YOUR OBJECTIVE: Repeat word for word the stretch of the article on Karl Rove's resignation that runs from "Senate Judiciary Committee" up to and including "above the law.".

─── SOURCE DOCUMENT ───

Bush's political guru Karl Rove quits |
Karl Rove, the master political tactician behind President George W Bush's two election triumphs, quit yesterday in a bombshell announcement after more than six tempestuous White House years.
"I'm grateful to have been witness to history," said an emotional Rove, dubbed "Bush's brain" by critics, as he stood side-by-side with the president to make his resignation as deputy White House chief of staff official.
"I've seen a man of farsighted courage put America on a war footing and protect us against a brutal enemy in a dangerous conflict that will shape this new century," Rove said.
Rove, a scourge of Democrats, rocked Washington's political establishment when he first divulged his plans in an interview in the editorial pages of the Wall Street Journal. Bush praised Rove, who will leave at the end of the month, for making "enormous sacrifices" to serve, and in a nod to his own waning days in power said: "I will be on the road behind you here in a little bit."
But Democrats, who have repeatedly been the victims of Rove's hard knuckle brand of politics, said he had left a stain on Washington.
Senate Judiciary Committee chairman Patrick Leahy, who has subpoenaed Rove in a row over federal prosecutors Democrats say were fired for political gain, accused him of manipulating elections and putting himself above the law.
"There is a cloud over this White House, and a gathering storm. A similar cloud envelopes Mr. Rove, even as he leaves the White House."
Rove, who enjoys near mythical status in Republican circles, had been expected by most observers to stay until Bush leaves office in January 2009.
There will now be speculation as to whether he will take a role in any of the 2008 campaigns of Republicans vying to succeed Bush in the White House.
"I've asked a lot of my family, and they've given all I've asked and more," Rove said.
"Now it seems the right time to start thinking about the next chapter in our family's life."
The timing of Rove's departure means he will absent from the White House's political battle with Congress expected in September when the top US general and diplomat in Iraq deliver a progress report on Bush's war strategy.

─── DATA SEGMENT ───

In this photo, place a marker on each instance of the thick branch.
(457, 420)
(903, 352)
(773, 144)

───

REPLY:
Senate Judiciary Committee chairman Patrick Leahy, who has subpoenaed Rove in a row over federal prosecutors Democrats say were fired for political gain, accused him of manipulating elections and putting himself above the law.